> [Task details]:
Count the lines in the entries below that contain the word "wooden" and reply with the number alone.

>> start Dataset rows

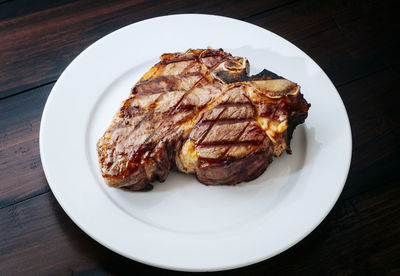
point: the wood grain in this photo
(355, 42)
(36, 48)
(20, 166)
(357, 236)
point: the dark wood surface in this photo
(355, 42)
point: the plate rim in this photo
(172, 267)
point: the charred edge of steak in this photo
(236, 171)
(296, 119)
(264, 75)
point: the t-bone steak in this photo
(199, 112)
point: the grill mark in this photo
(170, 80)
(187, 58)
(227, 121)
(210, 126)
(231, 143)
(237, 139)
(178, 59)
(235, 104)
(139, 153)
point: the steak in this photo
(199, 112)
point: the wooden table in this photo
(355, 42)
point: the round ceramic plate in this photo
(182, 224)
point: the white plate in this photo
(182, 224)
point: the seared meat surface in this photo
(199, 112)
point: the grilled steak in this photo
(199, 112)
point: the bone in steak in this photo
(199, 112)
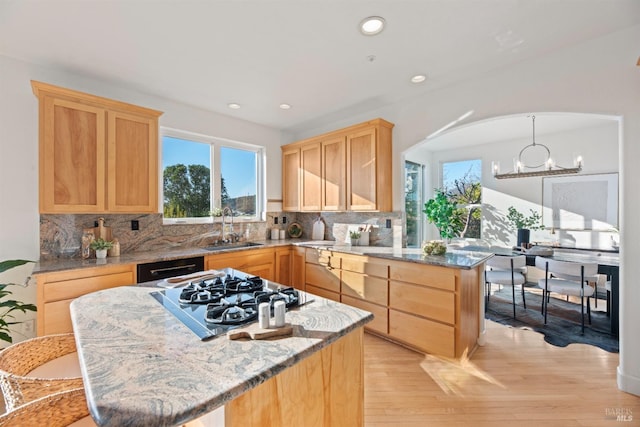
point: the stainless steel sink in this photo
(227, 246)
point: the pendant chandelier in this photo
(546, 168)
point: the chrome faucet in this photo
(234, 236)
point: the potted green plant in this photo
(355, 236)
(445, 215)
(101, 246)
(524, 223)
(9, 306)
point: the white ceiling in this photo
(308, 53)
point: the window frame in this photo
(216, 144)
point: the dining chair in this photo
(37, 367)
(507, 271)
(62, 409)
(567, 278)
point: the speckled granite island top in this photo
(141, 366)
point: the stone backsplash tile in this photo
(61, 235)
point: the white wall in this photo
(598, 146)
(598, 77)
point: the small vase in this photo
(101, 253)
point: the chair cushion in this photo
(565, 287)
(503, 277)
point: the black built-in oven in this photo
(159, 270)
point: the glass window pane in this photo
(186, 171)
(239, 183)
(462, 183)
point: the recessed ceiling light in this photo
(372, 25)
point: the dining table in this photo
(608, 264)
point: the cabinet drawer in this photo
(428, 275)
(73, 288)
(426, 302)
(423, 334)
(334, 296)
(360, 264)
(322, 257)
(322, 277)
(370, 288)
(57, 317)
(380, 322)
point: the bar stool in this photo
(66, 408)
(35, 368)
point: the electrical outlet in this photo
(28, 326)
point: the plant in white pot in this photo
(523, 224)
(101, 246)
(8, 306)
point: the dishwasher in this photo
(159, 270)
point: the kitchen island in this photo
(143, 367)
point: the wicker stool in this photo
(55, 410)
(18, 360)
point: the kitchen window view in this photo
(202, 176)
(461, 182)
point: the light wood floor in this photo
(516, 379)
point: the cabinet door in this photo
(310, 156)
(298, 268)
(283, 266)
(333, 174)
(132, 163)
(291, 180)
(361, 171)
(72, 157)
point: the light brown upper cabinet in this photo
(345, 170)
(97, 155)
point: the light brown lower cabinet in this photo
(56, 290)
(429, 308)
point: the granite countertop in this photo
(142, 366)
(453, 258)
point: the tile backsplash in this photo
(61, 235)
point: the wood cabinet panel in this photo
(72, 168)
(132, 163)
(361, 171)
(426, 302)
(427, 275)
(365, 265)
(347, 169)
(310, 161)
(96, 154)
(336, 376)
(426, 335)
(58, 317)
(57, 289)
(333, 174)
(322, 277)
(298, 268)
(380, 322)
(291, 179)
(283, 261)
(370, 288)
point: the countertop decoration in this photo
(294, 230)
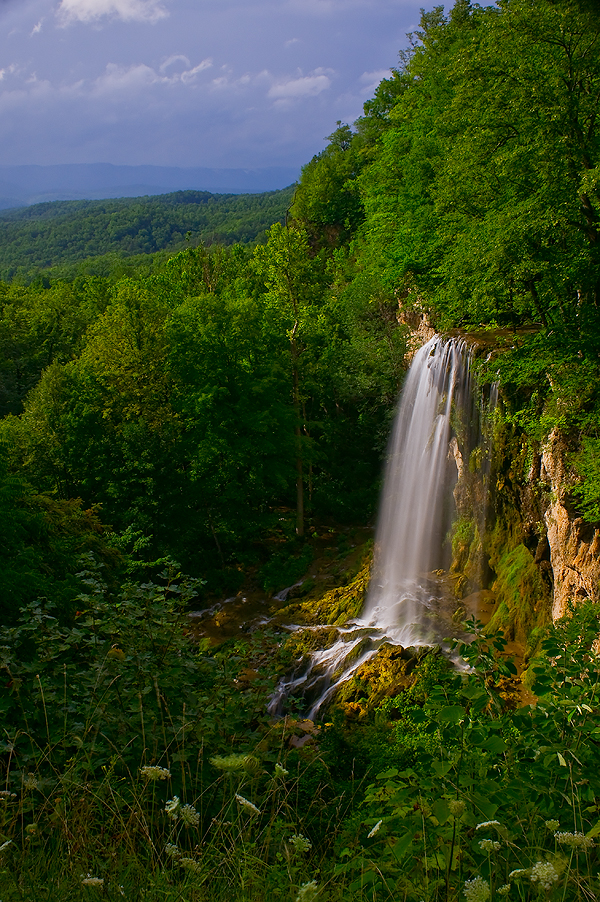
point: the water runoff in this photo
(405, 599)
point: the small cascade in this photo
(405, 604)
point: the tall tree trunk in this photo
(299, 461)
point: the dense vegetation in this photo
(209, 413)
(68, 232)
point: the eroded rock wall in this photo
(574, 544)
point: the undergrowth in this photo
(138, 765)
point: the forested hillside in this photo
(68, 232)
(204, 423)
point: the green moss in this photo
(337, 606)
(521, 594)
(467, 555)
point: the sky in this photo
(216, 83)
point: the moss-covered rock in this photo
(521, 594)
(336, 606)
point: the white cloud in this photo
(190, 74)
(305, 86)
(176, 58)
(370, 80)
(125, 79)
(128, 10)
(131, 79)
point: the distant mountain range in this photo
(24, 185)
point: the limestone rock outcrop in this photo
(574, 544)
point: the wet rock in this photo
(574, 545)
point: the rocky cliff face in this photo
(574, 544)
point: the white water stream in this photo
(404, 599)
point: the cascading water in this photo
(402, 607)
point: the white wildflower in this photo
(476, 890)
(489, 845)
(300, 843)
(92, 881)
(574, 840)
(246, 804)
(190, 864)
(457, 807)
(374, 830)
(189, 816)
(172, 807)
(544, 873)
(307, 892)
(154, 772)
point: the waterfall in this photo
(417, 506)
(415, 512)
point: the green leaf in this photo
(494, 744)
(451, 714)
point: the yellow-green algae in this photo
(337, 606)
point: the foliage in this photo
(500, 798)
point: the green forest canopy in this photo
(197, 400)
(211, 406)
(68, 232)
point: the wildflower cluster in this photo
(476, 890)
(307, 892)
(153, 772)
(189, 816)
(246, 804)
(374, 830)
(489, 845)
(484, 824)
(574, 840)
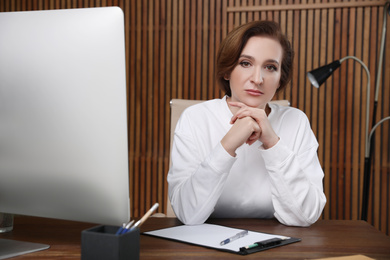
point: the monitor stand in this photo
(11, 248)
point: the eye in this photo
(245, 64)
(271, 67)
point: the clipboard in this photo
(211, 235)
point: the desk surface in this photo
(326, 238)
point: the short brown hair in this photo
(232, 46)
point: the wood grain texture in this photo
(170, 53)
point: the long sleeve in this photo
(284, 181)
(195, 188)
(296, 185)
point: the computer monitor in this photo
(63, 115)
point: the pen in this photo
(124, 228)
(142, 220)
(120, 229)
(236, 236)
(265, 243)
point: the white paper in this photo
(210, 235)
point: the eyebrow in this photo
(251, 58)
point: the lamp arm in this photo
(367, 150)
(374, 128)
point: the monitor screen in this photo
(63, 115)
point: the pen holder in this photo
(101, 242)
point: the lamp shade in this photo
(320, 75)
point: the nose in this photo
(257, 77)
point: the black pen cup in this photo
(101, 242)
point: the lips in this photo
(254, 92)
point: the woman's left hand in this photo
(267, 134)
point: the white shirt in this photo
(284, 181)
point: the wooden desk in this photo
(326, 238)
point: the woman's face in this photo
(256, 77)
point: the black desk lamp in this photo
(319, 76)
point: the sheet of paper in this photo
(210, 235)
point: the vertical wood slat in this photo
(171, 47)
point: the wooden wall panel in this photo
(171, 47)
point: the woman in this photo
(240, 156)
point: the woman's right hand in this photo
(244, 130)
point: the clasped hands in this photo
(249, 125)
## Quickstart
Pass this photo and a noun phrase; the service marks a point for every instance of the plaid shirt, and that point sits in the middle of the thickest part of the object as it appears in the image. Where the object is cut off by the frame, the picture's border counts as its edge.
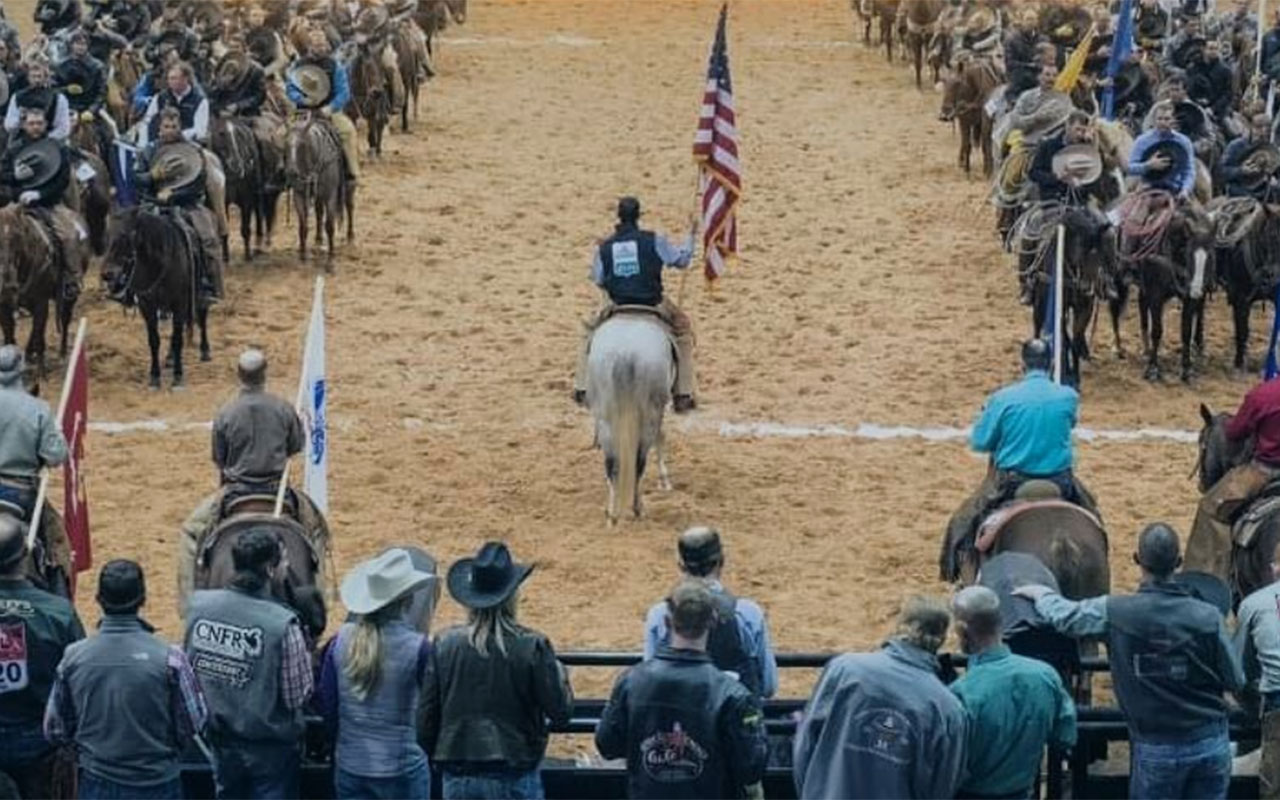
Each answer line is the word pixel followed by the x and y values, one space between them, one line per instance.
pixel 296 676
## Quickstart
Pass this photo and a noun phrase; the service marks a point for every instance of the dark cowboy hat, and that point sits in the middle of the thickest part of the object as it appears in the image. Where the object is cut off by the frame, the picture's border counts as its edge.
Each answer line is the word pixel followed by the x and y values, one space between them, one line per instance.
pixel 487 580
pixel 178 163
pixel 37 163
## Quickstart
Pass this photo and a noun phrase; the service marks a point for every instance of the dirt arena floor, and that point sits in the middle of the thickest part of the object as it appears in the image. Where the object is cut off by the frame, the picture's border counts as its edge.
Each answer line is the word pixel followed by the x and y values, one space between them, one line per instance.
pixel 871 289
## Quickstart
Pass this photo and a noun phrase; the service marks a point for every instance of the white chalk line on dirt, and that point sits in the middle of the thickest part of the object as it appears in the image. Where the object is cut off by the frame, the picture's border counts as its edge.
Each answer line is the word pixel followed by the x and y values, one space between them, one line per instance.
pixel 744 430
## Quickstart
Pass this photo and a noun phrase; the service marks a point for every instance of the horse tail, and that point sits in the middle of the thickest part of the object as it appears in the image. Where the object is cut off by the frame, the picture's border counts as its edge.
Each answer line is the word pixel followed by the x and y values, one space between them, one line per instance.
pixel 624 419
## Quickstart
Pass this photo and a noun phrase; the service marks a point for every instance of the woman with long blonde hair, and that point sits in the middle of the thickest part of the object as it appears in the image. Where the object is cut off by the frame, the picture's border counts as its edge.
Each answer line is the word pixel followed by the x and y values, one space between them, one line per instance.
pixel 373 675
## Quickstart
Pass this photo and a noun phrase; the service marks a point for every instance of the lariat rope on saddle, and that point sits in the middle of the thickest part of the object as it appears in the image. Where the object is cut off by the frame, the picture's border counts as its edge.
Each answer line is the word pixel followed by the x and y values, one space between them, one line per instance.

>> end Dataset rows

> [Output below]:
3